Retype the records below word for word, starting at the line that contains "of the brick" and continuing through the line that contains "[(136, 175), (7, 78), (78, 208)]". Include both of those lines.

§ Rows:
▬▬▬▬▬▬
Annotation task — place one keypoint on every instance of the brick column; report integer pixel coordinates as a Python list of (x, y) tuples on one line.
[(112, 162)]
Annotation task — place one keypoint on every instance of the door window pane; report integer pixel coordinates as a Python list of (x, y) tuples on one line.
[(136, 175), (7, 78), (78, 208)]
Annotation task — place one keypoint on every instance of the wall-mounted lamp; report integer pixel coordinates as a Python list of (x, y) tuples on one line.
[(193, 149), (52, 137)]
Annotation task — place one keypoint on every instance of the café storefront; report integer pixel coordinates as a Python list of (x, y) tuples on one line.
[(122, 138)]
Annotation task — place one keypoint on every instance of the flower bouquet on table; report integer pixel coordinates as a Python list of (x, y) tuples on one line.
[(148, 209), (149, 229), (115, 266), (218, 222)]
▬▬▬▬▬▬
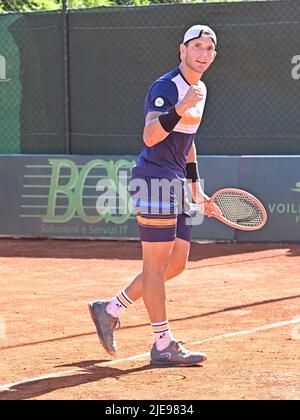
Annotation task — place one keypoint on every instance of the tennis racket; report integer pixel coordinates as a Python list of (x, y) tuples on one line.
▬▬▬▬▬▬
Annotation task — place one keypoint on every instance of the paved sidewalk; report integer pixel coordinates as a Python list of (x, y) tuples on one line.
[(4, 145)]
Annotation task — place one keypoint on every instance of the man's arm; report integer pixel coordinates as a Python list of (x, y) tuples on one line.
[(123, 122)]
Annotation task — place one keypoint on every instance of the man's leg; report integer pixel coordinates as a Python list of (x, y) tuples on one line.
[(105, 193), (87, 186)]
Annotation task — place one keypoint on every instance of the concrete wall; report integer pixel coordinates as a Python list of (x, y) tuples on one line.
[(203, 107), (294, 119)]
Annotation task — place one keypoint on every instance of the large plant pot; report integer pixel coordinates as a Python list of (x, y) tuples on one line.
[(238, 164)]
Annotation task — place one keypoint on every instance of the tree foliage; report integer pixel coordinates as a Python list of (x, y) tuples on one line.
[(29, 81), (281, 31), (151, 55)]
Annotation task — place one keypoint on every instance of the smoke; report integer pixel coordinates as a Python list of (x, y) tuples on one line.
▬▬▬▬▬▬
§ Response:
Annotation task — place one keypoint on every instance of the brick column; report integer pixel coordinates as a Python list of (x, y) tuples on one line.
[(112, 162)]
Annotation task — place one keypoint on every instance of the door window pane; report integer pixel coordinates as a Python list of (x, y) tuples on one line.
[(136, 175), (7, 78), (78, 208)]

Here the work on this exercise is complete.